Problem to solve ::
Copy out everything from the line containing "# test: put a marker on the short" down to the end of the records, requests included, and shift each answer coordinate up by 51. Leave the numbers in the requests and their format samples as they are.

Data to use ::
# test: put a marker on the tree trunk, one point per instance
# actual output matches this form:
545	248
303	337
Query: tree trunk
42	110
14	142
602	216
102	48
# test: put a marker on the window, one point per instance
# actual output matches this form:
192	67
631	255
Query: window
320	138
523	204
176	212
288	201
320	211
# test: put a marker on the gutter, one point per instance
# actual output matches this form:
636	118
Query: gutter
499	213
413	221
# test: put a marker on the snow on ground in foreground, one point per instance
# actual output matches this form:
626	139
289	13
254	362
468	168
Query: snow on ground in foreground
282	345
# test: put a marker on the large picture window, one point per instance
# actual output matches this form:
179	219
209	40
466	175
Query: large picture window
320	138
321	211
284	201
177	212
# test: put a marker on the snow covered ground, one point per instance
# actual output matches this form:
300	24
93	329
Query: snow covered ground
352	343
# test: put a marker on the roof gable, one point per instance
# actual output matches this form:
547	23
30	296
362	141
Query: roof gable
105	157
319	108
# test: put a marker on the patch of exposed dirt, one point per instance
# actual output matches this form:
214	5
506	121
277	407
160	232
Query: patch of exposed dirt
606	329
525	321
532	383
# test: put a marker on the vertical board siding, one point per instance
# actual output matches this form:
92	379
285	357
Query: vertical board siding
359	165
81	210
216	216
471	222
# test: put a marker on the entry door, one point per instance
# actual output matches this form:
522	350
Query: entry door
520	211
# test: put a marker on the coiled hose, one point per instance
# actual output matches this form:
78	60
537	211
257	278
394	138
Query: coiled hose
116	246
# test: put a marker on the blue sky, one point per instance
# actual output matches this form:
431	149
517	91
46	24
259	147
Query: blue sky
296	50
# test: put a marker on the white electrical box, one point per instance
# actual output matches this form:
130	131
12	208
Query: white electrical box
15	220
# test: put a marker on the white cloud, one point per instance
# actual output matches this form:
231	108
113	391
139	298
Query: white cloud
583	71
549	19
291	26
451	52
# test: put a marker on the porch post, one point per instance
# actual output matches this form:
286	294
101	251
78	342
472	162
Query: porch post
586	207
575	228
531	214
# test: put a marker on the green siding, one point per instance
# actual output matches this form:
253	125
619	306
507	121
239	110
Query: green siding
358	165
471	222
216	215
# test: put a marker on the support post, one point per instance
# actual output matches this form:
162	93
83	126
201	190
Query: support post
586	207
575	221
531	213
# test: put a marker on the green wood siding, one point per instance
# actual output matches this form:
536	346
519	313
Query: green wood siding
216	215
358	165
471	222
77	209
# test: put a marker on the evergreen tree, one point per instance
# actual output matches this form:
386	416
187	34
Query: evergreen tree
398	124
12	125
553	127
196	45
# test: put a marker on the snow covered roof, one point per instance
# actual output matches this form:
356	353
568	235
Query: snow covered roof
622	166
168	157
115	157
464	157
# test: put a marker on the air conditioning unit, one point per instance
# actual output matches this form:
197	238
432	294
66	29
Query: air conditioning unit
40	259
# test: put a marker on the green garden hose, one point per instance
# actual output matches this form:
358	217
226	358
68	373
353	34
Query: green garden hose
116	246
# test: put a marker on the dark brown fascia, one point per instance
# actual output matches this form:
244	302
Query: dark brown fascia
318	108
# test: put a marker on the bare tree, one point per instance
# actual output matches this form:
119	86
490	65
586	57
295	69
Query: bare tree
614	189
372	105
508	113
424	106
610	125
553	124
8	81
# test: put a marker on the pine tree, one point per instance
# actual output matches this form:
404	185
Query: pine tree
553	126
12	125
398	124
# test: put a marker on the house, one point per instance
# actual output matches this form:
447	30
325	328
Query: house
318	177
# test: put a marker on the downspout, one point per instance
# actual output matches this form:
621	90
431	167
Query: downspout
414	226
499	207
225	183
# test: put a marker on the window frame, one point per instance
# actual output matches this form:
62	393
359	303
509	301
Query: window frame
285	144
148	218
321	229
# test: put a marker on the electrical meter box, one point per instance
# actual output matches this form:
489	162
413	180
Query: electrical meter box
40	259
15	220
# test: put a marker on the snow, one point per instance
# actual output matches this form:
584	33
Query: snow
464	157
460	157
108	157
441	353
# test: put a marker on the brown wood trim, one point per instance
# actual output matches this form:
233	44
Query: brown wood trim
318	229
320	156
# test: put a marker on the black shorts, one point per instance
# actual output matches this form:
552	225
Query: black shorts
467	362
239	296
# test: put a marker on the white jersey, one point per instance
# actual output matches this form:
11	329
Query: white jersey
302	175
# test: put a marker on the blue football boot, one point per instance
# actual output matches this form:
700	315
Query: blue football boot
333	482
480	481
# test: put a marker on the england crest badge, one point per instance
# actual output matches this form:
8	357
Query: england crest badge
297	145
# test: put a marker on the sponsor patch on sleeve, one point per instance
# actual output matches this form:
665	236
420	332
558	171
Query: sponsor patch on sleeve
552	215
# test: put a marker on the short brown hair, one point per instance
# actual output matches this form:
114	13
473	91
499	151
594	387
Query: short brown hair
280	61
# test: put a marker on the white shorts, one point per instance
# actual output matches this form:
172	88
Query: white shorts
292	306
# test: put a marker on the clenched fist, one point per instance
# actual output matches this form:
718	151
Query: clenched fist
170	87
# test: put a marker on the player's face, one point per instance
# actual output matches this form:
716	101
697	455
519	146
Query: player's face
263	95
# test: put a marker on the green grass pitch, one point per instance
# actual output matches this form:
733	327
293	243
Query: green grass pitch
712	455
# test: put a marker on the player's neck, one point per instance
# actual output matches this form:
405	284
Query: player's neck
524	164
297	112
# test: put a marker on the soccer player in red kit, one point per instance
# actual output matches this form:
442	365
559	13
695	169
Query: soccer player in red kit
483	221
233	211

Full answer ::
# test: put a marker on the short brown hair, one point per instance
# actual output matches this form:
114	13
473	91
499	151
594	387
Query: short brown hair
331	112
# test: put a marker on the white shorts, one point per instance
# actual output matches this form:
172	88
Query: white shorts
343	357
# test: put a marker on the clenched fist, one point per instance
# actual output matches this form:
718	151
Query: clenched fist
221	138
# test: put a marker on the player's face, one point per instance
# actual output matches this form:
716	101
697	455
519	146
Query: player's face
314	146
# test: put a marker on the green grass pitch, one point per instance
# actual output matches this form:
733	327
293	243
Query: green grass pitch
763	506
# test: put a marker on the player's neck, one point per instance
# actual output matches this form:
405	284
Query: player's neck
575	215
348	163
# test: put a marker on the soccer player in red kit, one point per instance
# actual output matches this form:
442	365
559	13
695	169
Query: soccer player in red kit
534	272
284	262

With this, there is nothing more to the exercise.